Your goal – The expected output is each line below containing "chimney", copied in full.

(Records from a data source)
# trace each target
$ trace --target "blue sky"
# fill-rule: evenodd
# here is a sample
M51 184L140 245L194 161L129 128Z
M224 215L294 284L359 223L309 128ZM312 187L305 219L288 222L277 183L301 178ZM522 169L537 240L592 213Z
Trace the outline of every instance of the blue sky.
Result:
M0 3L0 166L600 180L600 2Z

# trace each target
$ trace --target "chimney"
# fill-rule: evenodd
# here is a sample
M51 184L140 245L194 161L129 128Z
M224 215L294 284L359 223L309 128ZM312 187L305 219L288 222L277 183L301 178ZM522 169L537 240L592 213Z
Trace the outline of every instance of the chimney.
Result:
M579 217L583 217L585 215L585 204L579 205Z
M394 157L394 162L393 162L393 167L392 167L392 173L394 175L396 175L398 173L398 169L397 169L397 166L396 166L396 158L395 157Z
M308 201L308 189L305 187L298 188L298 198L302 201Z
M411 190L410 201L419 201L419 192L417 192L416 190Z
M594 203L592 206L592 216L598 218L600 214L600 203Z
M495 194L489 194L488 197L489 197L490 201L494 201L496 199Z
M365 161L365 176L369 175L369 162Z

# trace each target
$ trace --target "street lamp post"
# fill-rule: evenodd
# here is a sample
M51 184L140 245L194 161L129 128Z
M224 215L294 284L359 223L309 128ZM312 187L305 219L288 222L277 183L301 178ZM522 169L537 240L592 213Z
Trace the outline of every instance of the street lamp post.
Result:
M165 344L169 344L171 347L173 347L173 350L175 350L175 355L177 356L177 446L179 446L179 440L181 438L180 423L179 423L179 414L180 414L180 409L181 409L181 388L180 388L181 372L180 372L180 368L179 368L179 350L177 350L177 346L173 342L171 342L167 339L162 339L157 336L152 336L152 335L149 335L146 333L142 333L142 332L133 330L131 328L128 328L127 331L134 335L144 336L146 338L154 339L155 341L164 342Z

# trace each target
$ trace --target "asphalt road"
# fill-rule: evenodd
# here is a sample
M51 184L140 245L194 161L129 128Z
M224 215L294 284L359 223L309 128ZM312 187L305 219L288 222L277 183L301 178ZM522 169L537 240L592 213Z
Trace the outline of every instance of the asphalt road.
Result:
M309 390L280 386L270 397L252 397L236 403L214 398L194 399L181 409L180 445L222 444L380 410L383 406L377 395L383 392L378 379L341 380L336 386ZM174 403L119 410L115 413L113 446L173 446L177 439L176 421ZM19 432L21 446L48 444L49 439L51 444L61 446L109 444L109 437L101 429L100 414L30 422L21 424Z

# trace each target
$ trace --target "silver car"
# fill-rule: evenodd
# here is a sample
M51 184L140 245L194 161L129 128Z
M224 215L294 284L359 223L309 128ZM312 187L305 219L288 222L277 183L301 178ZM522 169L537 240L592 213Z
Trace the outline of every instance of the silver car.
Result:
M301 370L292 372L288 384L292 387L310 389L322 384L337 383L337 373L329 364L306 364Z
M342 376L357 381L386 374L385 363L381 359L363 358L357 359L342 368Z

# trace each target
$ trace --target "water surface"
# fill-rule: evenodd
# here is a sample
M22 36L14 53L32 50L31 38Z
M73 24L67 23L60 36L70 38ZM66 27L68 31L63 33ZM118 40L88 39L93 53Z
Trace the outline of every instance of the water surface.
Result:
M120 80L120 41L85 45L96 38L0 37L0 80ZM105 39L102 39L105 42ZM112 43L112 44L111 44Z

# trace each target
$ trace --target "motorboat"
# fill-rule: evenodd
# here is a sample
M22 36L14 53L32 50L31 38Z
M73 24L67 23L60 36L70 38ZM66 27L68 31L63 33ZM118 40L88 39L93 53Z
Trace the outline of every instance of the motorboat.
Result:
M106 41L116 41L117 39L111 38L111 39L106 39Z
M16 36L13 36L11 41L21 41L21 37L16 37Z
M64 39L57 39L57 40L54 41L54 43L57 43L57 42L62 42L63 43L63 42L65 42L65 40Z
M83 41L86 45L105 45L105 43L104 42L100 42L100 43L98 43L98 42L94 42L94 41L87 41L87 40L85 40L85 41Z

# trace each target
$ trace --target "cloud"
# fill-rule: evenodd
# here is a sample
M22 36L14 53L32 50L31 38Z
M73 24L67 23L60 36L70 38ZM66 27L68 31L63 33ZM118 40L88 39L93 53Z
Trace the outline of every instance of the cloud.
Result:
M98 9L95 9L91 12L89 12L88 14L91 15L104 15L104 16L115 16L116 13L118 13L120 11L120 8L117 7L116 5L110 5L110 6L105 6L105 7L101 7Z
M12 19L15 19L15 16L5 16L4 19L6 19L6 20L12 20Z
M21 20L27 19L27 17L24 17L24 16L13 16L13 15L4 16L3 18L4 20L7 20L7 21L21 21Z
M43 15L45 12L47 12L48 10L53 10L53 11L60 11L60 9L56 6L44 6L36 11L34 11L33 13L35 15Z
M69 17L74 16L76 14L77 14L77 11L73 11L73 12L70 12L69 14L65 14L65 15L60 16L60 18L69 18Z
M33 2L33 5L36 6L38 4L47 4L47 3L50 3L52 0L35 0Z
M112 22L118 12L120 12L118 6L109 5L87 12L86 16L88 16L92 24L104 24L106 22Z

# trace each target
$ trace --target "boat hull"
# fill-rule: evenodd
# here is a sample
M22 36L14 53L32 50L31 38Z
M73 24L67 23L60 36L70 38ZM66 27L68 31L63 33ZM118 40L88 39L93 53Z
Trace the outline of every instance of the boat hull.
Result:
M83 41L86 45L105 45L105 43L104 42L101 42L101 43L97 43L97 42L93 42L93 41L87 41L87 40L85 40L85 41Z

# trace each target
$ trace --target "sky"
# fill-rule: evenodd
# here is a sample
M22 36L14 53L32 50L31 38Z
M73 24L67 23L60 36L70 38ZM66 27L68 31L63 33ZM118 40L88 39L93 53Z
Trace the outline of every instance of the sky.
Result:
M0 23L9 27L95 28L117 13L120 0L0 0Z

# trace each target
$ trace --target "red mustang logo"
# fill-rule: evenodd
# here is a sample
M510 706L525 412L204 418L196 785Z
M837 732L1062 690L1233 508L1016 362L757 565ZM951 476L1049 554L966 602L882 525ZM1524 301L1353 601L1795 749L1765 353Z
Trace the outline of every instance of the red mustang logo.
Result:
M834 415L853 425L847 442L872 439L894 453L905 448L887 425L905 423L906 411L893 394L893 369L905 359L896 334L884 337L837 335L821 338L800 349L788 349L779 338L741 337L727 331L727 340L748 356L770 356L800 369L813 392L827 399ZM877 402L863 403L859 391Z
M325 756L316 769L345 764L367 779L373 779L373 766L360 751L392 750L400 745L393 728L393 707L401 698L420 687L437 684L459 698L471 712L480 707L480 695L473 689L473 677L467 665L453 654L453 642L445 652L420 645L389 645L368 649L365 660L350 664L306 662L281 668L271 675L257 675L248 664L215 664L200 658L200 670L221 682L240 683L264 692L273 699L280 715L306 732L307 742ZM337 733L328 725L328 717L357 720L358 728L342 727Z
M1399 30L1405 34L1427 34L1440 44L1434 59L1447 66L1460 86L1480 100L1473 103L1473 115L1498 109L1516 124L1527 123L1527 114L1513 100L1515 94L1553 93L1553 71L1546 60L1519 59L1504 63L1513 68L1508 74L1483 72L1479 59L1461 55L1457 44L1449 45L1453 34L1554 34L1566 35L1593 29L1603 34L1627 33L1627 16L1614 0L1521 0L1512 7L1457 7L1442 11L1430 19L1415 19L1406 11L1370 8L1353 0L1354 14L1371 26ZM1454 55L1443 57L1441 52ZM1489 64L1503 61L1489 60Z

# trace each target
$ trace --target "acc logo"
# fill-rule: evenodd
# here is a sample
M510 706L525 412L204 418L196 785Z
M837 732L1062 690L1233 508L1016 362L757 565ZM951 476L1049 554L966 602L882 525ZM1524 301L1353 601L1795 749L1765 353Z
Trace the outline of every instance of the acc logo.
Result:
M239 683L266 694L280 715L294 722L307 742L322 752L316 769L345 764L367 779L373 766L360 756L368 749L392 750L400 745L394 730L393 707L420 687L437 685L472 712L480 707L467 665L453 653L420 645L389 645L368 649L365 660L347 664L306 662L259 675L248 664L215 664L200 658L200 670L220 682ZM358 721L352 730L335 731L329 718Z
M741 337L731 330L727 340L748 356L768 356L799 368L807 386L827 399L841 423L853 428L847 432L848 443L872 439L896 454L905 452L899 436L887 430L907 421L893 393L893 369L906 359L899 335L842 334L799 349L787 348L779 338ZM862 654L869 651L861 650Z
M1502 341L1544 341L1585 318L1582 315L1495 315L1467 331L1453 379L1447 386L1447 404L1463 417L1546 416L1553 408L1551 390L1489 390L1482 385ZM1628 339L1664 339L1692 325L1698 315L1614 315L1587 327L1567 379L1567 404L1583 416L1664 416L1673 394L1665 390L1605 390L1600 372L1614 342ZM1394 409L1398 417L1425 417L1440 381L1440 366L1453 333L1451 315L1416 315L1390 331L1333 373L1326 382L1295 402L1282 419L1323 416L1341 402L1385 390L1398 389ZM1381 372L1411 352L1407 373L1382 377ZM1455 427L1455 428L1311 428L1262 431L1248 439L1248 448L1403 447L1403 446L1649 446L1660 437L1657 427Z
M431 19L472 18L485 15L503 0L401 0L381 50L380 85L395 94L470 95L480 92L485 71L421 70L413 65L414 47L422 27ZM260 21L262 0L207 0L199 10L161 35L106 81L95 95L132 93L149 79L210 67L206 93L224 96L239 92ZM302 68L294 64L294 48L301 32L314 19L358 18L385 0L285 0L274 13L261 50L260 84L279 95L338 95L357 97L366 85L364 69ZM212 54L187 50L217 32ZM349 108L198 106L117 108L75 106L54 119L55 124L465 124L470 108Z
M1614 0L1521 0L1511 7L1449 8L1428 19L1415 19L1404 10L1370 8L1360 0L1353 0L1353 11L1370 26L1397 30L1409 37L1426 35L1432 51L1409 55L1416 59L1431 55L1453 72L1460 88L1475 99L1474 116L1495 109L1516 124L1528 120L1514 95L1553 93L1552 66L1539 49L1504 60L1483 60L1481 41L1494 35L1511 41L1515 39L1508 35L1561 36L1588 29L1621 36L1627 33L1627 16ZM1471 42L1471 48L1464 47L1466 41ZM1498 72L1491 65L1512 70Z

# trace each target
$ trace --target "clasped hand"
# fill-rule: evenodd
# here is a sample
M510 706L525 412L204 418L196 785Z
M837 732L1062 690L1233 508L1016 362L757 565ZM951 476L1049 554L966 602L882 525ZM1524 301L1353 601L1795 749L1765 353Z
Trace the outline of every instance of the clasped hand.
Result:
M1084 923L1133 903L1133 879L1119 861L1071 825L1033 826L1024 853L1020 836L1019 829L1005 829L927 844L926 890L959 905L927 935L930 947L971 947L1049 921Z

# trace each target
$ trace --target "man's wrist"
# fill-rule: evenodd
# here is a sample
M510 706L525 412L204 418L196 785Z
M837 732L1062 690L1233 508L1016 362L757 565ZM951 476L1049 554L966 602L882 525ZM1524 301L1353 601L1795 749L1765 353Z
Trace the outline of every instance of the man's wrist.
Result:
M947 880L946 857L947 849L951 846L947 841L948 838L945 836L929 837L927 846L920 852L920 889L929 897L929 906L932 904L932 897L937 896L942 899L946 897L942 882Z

Problem solution –
$ trace --target "chimney"
Trace the outline of every instance of the chimney.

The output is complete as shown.